*Task directions*.
Extract each line of the material that follows exactly and omit its pictures.

>> start Recorded information

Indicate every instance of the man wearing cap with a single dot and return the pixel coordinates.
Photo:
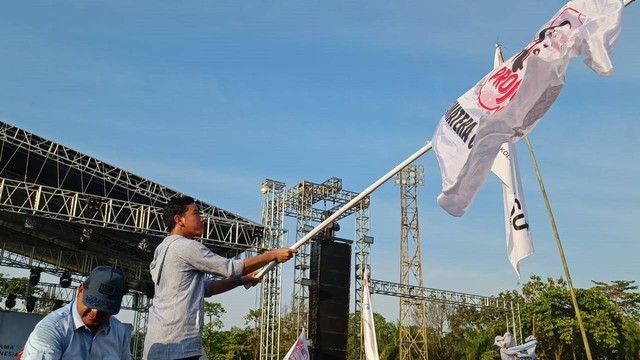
(178, 269)
(85, 329)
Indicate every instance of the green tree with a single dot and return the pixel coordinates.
(213, 339)
(556, 328)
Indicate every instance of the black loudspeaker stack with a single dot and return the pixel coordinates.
(330, 272)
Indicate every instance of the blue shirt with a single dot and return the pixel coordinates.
(63, 335)
(176, 318)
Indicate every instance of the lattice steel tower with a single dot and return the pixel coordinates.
(299, 201)
(413, 318)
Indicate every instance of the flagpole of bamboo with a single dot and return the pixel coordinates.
(572, 292)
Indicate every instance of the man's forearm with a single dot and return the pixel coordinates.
(256, 262)
(220, 286)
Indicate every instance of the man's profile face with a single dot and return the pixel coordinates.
(92, 318)
(190, 222)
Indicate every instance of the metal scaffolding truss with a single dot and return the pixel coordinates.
(438, 296)
(80, 208)
(55, 200)
(274, 237)
(413, 345)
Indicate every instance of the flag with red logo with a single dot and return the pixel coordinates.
(505, 166)
(508, 102)
(299, 350)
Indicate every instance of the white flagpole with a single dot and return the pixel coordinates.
(351, 203)
(370, 343)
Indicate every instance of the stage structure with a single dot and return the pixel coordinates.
(412, 311)
(310, 203)
(63, 212)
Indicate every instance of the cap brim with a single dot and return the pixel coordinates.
(101, 303)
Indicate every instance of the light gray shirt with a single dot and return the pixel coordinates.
(176, 317)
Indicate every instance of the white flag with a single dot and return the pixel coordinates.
(508, 103)
(299, 350)
(505, 166)
(368, 326)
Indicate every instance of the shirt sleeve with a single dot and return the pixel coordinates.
(44, 343)
(203, 259)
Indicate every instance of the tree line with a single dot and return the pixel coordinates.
(610, 313)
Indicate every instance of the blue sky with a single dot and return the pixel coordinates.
(212, 97)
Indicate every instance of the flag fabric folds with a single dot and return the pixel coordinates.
(505, 166)
(508, 102)
(368, 326)
(299, 350)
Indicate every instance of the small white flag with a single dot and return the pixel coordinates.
(299, 350)
(368, 325)
(505, 166)
(508, 103)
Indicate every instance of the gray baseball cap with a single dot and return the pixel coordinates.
(104, 289)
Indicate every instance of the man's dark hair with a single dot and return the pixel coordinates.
(175, 206)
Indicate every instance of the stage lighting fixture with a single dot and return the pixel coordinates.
(31, 303)
(143, 245)
(34, 277)
(57, 305)
(29, 223)
(84, 238)
(11, 301)
(65, 279)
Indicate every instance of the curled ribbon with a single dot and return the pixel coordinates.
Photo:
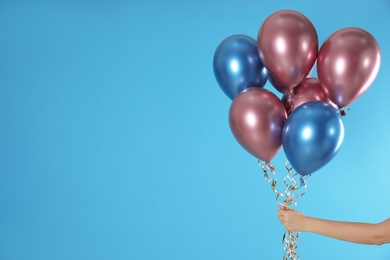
(289, 197)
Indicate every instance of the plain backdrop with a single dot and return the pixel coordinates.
(115, 143)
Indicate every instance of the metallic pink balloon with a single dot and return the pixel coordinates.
(309, 90)
(276, 84)
(288, 46)
(347, 64)
(256, 119)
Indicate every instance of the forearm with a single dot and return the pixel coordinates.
(362, 233)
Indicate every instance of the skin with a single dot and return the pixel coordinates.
(355, 232)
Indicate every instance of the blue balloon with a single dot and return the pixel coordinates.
(312, 136)
(237, 65)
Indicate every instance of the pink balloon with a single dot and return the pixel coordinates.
(347, 64)
(277, 85)
(288, 46)
(309, 90)
(256, 119)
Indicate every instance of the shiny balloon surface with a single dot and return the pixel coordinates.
(312, 136)
(237, 65)
(256, 119)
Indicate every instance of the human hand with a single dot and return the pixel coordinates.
(293, 220)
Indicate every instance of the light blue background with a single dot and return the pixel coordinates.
(115, 143)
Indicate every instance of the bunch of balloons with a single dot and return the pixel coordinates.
(307, 120)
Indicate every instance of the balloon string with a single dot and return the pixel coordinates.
(290, 196)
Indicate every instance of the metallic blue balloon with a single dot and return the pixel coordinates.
(312, 136)
(237, 65)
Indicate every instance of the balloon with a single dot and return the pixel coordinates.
(237, 65)
(312, 136)
(347, 64)
(288, 45)
(277, 85)
(309, 90)
(256, 119)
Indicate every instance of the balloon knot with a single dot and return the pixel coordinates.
(343, 112)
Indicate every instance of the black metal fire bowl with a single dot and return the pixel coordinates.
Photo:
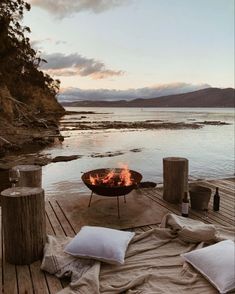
(106, 190)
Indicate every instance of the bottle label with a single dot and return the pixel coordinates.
(185, 208)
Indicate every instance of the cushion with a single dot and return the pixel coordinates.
(216, 263)
(100, 243)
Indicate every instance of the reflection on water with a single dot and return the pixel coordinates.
(210, 150)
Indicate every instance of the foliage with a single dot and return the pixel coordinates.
(19, 63)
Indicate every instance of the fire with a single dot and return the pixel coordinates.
(114, 177)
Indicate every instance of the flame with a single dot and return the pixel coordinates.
(113, 178)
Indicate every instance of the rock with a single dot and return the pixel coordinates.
(65, 158)
(136, 150)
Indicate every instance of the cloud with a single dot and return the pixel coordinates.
(59, 65)
(38, 44)
(62, 8)
(74, 94)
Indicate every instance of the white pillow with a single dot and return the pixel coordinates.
(100, 243)
(216, 263)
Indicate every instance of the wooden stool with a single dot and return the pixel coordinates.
(23, 223)
(30, 175)
(175, 178)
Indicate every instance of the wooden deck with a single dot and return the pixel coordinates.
(30, 279)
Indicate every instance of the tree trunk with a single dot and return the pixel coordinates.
(30, 175)
(23, 222)
(175, 178)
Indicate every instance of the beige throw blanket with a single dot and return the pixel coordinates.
(152, 265)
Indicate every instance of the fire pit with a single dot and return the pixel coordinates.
(111, 182)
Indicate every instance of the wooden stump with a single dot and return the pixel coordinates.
(23, 223)
(175, 179)
(30, 175)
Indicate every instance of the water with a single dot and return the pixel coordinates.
(210, 150)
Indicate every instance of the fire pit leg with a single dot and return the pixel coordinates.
(90, 200)
(118, 206)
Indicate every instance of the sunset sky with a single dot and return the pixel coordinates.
(134, 48)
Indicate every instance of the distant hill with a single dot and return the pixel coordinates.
(210, 97)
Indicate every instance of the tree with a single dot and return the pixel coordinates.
(19, 63)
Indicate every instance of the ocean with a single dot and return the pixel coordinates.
(210, 149)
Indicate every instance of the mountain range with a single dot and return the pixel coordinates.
(209, 97)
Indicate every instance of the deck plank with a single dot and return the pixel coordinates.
(24, 280)
(53, 283)
(38, 278)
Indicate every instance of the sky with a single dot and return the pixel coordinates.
(124, 49)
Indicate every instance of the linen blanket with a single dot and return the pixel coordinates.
(152, 265)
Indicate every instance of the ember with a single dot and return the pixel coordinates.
(114, 177)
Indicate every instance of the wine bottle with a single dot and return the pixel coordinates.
(185, 205)
(216, 200)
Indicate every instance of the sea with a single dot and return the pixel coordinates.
(210, 149)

>> end Recorded information

*Solution to this task*.
Indicate every instance of the man wearing cap with a single dot and return the pixel coordinates.
Photo:
(178, 269)
(85, 329)
Indicate every instance of the green tree with a single dot and return the pixel coordinates.
(213, 339)
(556, 328)
Indicate every instance of the black loudspeaker stack with a single dot and return the pixel coordinates.
(330, 272)
Indicate every instance of the blue shirt with a single dot and return the pixel coordinates.
(63, 335)
(176, 318)
Indicate every instance of the lattice steel tower with a single dot and return the pixel coordinates.
(299, 201)
(413, 318)
Indicate every instance of the flagpole of bamboo with a single dot and return the pixel coordinates.
(572, 292)
Indicate every instance of the man's forearm with a single dot and return the pixel coordinates.
(256, 262)
(220, 286)
Indicate every instance of the man's profile face with a single dot and return the pixel coordinates.
(92, 318)
(190, 222)
Indicate every instance of the metal scaffolding truss with a single dot and return the pixel coordinates.
(438, 296)
(80, 208)
(55, 200)
(274, 237)
(413, 345)
Indicate every instance of the flag with red logo with a single dot and return the pixel coordinates.
(505, 166)
(508, 102)
(299, 350)
Indicate every instance of the white flagpole with a single dot and return the pixel coordinates.
(351, 203)
(370, 343)
Indicate every instance of the stage structure with a single dot and return the pixel coordinates.
(412, 311)
(310, 203)
(63, 212)
Indicate every instance of the cap brim with a single dot and return the pixel coordinates.
(101, 303)
Indicate every instance of the light gray shirt with a single dot and return the pixel coordinates.
(176, 317)
Indicate every instance of the white flag with a single dot and return the pixel coordinates.
(508, 103)
(299, 350)
(505, 166)
(368, 326)
Indicate every instance of the shirt sleeve with a single dot and return the pixel coordinates.
(44, 343)
(203, 259)
Indicate every instance of the tree line with a single dot and return the pixel coordinates.
(610, 313)
Indicate every instance of the blue sky with a single dot and return the pixel coordinates.
(212, 97)
Indicate every instance of the flag fabric folds with a single dot and return the pixel coordinates.
(505, 166)
(508, 102)
(368, 326)
(299, 350)
Indicate every instance of the small white flag with a single dot and return the pixel coordinates.
(299, 350)
(368, 325)
(505, 166)
(508, 103)
Indicate every instance of the gray baseball cap with a single dot and return the pixel coordinates.
(104, 289)
Indicate every instance of the man's dark hair with a single dot and return the pixel coordinates.
(175, 206)
Indicate every instance of the stage lighting fixture with a single dot and return the pixel coordinates.
(31, 303)
(143, 245)
(34, 277)
(57, 305)
(29, 223)
(84, 238)
(11, 301)
(65, 279)
Indicate every instance of the curled ribbon with a single dot and return the pixel coordinates.
Photo:
(289, 197)
Indicate every instance of the plain backdrop with a single dot and return the pixel coordinates.
(115, 143)
Indicate every instance of the metallic pink balloon with a single dot and return the pixel coordinates.
(309, 90)
(276, 84)
(288, 46)
(347, 64)
(256, 119)
Indicate every instance of the forearm with a single dot and return the pixel coordinates.
(362, 233)
Indicate every instance of the skin with a single dot and return the pixel coordinates.
(355, 232)
Indicate every instance of the blue balloon with a single dot and return the pixel coordinates.
(312, 136)
(237, 65)
Indicate every instance of the pink balloon with a single dot and return the pixel coordinates.
(347, 64)
(277, 85)
(288, 46)
(309, 90)
(256, 119)
Indicate every instance of the shiny balloon surface with a single dot and return the pixel coordinates.
(312, 136)
(237, 65)
(256, 119)
Indicate every instance of the human hand with a single dot and return the pixel coordinates.
(293, 220)
Indicate every instance of the light blue background with a single dot and return the pixel coordinates.
(115, 143)
Indicate every instance of the bunch of balloons with a single dot and return the pixel coordinates.
(307, 120)
Indicate every instance of the balloon string with a single dot and return the pixel coordinates.
(290, 196)
Indicate every instance of the metallic blue balloon with a single dot and return the pixel coordinates.
(312, 136)
(237, 65)
Indicate every instance of the balloon with a single dot and return the pixel coordinates.
(237, 65)
(312, 136)
(347, 64)
(288, 45)
(277, 85)
(309, 90)
(256, 119)
Indicate every instance of the balloon knot with a single dot and return the pixel coordinates.
(343, 112)
Indicate every instance of the black metal fire bowl with a single dot and return the pixel coordinates.
Photo:
(106, 190)
Indicate every instance of the bottle label with a single dot and return the pixel coordinates.
(185, 208)
Indicate every instance of the cushion with a single dot and return the pixel coordinates.
(216, 263)
(100, 243)
Indicate every instance of the reflection on water with a single dot and return the pixel coordinates.
(210, 150)
Indicate every instance of the foliage with a single dot and return the pixel coordinates.
(19, 63)
Indicate every instance of the fire with a single dot and return the pixel coordinates.
(114, 177)
Indicate every instance of the flame with a single dot and return the pixel coordinates.
(113, 178)
Indicate every instance of the rock with a single dot and return the pixel coordinates.
(65, 158)
(136, 150)
Indicate every instance of the cloud with a single dot and return the pixel coordinates.
(59, 65)
(38, 44)
(62, 8)
(74, 94)
Indicate every instance of the white pillow with a single dot and return the pixel coordinates.
(100, 243)
(216, 263)
Indicate every instance of the wooden stool with a single dot and return the pixel coordinates.
(23, 223)
(30, 175)
(175, 178)
Indicate every instance of the wooden deck with a single dot and return the pixel coordinates.
(30, 279)
Indicate every instance of the tree trunk with a single dot and return the pixel coordinates.
(30, 175)
(23, 222)
(175, 178)
Indicate every instance of the beige throw blanket with a single dot and return the pixel coordinates.
(152, 265)
Indicate every instance of the fire pit with a single dot and return the pixel coordinates.
(111, 182)
Indicate every instance of the wooden stump with a single dot and return the pixel coordinates.
(23, 223)
(175, 179)
(30, 175)
Indicate every instance of the water with a single dot and return the pixel coordinates.
(210, 150)
Indicate every instance of the fire pit leg with a single dot and return the pixel coordinates.
(90, 200)
(118, 206)
Indicate every instance of the sunset sky with a single dot and return the pixel coordinates.
(134, 48)
Indicate every instance of the distant hill with a single dot and return the pixel coordinates.
(210, 97)
Indicate every instance of the tree with a single dot and return the pixel coordinates.
(19, 63)
Indicate every instance of the ocean with a single dot and return the pixel coordinates.
(210, 149)
Indicate every instance of the mountain range with a single dot and return the pixel coordinates.
(209, 97)
Indicate every instance of the deck plank with a single dot and return the pixel coordinates.
(24, 280)
(53, 283)
(38, 278)
Indicate every instance of the sky with a single dot and return the pixel coordinates.
(124, 49)
Indicate every instance of the linen blanket with a single dot and return the pixel coordinates.
(152, 265)
Indicate every instance of the ember with a single dot and return the pixel coordinates.
(114, 177)
Indicate every instance of the wine bottle with a single dot and return the pixel coordinates.
(185, 205)
(216, 200)
Indicate every instance of the sea with a single dot and return the pixel coordinates.
(210, 149)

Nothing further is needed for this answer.